Saved entries

____

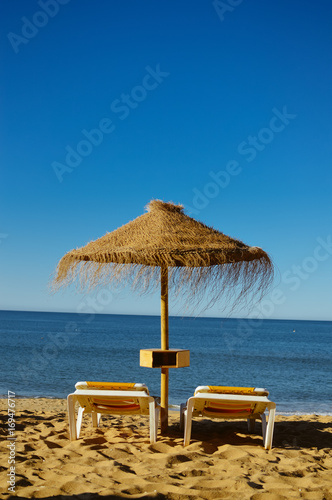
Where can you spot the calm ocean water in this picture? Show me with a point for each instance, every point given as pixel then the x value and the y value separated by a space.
pixel 45 354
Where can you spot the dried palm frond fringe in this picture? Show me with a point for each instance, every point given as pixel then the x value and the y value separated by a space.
pixel 202 261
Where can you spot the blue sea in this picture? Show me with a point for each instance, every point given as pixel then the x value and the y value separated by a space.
pixel 45 354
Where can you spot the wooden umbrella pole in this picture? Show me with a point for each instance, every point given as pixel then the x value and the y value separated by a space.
pixel 164 346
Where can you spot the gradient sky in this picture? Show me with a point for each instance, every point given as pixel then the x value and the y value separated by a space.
pixel 224 107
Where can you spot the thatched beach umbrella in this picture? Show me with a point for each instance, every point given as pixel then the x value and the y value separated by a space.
pixel 166 247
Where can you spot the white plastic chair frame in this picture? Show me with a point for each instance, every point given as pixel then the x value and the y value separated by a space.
pixel 85 398
pixel 196 403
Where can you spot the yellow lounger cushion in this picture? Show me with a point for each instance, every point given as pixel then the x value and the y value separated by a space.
pixel 243 391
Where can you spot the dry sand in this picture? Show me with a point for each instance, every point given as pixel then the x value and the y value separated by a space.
pixel 223 461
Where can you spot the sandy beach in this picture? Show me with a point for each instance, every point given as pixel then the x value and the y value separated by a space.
pixel 223 461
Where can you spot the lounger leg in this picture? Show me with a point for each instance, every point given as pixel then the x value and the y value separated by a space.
pixel 251 425
pixel 263 417
pixel 270 428
pixel 95 419
pixel 182 410
pixel 157 414
pixel 188 415
pixel 79 421
pixel 154 414
pixel 71 417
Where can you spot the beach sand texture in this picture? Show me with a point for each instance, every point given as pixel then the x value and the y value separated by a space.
pixel 116 460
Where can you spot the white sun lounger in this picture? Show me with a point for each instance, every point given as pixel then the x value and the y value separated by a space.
pixel 230 403
pixel 111 398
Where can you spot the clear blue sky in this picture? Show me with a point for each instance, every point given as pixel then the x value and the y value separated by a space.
pixel 227 110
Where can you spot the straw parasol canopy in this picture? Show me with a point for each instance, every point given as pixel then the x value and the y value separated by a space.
pixel 162 247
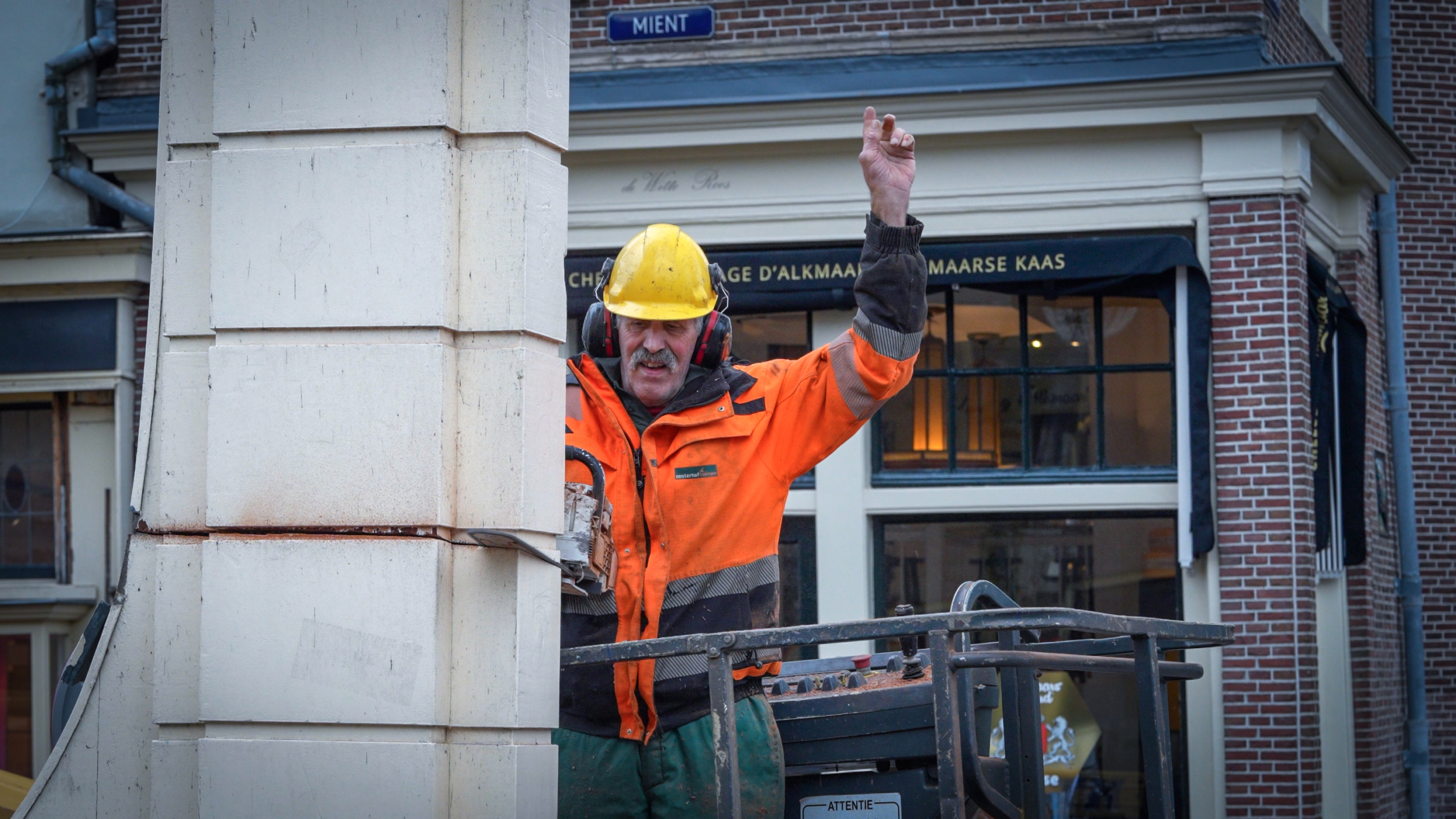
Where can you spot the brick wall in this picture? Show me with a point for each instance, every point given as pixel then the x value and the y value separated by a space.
pixel 1350 27
pixel 1424 111
pixel 1289 37
pixel 139 46
pixel 1265 509
pixel 1375 615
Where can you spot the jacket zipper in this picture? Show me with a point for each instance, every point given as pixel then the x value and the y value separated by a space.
pixel 647 531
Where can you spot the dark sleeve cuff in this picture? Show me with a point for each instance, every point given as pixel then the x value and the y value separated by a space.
pixel 887 239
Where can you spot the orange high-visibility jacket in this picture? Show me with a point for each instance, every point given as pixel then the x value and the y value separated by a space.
pixel 698 496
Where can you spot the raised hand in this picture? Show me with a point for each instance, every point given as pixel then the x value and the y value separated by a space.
pixel 888 164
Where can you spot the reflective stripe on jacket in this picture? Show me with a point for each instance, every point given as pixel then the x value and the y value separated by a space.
pixel 698 496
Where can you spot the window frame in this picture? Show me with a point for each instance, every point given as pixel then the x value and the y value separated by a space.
pixel 60 489
pixel 1024 474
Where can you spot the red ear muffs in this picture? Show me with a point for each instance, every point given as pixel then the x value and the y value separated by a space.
pixel 599 336
pixel 713 348
pixel 714 341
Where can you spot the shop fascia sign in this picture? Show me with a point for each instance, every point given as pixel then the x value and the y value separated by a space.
pixel 799 270
pixel 675 22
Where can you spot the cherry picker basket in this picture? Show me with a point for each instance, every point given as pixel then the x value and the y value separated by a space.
pixel 945 714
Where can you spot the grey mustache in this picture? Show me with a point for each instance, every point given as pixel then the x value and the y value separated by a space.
pixel 663 356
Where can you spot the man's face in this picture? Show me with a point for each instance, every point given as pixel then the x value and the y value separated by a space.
pixel 654 358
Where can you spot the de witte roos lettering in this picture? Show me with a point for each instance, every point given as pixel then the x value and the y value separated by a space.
pixel 670 181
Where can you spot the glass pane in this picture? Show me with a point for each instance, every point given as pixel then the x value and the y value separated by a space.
pixel 987 330
pixel 771 336
pixel 15 734
pixel 1116 566
pixel 1139 419
pixel 1062 423
pixel 1135 331
pixel 987 423
pixel 27 487
pixel 912 428
pixel 932 344
pixel 1060 331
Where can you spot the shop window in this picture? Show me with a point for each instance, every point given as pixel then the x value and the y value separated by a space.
pixel 763 337
pixel 1123 566
pixel 1014 384
pixel 799 581
pixel 30 514
pixel 15 744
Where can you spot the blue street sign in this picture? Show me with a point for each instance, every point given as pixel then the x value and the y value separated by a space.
pixel 689 22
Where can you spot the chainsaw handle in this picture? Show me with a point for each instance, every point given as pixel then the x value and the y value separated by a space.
pixel 599 478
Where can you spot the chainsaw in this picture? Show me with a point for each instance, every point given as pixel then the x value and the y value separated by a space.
pixel 589 559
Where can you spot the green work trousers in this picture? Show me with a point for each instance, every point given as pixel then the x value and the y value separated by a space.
pixel 670 777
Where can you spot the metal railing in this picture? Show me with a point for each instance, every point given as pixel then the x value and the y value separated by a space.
pixel 1145 639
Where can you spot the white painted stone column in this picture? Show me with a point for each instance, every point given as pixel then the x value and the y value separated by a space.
pixel 363 221
pixel 842 537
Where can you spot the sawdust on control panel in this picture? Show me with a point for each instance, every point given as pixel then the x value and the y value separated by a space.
pixel 874 681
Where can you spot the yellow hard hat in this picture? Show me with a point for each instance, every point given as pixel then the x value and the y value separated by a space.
pixel 661 274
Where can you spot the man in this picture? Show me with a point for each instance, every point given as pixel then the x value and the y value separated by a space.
pixel 698 467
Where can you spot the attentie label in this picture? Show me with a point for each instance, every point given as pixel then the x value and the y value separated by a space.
pixel 851 806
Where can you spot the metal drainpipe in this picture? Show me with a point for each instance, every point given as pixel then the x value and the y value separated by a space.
pixel 1398 403
pixel 57 69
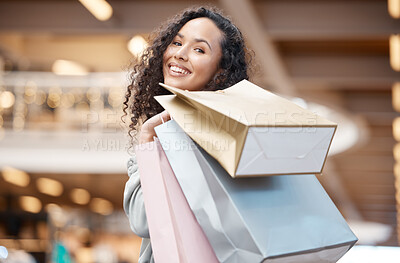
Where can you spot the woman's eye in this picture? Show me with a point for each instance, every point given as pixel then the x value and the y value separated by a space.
pixel 200 50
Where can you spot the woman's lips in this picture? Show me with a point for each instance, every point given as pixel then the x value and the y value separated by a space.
pixel 177 70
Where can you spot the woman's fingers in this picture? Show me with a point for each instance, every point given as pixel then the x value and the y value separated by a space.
pixel 147 132
pixel 165 116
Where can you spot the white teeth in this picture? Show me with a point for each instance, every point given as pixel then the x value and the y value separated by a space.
pixel 179 70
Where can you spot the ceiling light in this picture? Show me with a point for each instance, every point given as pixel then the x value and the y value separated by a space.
pixel 101 206
pixel 30 204
pixel 101 9
pixel 7 99
pixel 396 96
pixel 15 176
pixel 67 67
pixel 137 45
pixel 49 186
pixel 394 43
pixel 396 129
pixel 394 8
pixel 80 196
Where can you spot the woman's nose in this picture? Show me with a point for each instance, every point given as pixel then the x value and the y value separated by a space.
pixel 181 54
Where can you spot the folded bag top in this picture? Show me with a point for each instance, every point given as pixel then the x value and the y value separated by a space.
pixel 251 131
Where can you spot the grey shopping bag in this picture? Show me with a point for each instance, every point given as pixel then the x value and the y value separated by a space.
pixel 287 218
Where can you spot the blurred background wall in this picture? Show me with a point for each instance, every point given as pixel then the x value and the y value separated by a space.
pixel 63 73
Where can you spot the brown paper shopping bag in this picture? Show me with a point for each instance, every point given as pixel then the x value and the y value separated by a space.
pixel 251 131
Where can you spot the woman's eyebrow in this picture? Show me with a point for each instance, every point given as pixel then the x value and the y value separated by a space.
pixel 196 39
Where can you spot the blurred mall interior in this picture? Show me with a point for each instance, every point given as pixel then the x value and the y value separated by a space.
pixel 64 67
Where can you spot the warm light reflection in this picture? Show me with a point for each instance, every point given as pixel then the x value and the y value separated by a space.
pixel 396 96
pixel 66 67
pixel 30 204
pixel 101 206
pixel 67 100
pixel 49 186
pixel 394 43
pixel 396 152
pixel 40 97
pixel 93 94
pixel 137 45
pixel 100 9
pixel 80 196
pixel 396 128
pixel 394 8
pixel 15 176
pixel 7 99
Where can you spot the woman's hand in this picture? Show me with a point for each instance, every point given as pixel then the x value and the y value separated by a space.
pixel 147 131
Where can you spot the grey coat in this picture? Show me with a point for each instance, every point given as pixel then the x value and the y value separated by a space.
pixel 134 209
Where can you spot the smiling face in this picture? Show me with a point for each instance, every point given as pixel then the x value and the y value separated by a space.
pixel 191 60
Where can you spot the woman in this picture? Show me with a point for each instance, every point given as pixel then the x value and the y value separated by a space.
pixel 198 49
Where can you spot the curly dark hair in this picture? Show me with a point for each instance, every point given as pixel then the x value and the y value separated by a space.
pixel 144 78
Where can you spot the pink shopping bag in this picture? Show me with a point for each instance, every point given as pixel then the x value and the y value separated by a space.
pixel 175 233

____

- TASK STATEMENT
Verbatim reproduction is required for the line holding "Where can you spot the woman's hand" and for every line after it in the records, with no other line included.

- RESPONSE BELOW
Where can you spot the woman's hand in this picture? Show me with a point for each instance, every point given as pixel then the x value and the y value separated by a space.
pixel 147 131
Where can you spot the grey coat in this picture? Show me with a point for each instance, every point given as pixel then the x value and the y value separated by a space.
pixel 134 209
Where can you spot the smiling face in this picture? Show me with a point for each instance, every point given as pixel then the x value and the y value separated by a space.
pixel 191 60
Where can you spot the woman in this picture? Show me with a point for each instance, every point given as pixel then the x value and the y value separated by a space.
pixel 198 49
Where can you spot the curly dark hair in this picture? Show me with a point for each instance, every point given as pixel then the x value and the y value separated by a space.
pixel 144 78
Where can you spot the pink shopping bag in this picture? Show me with a point for each instance, every point given as pixel then the x value and the y value separated by a space.
pixel 175 233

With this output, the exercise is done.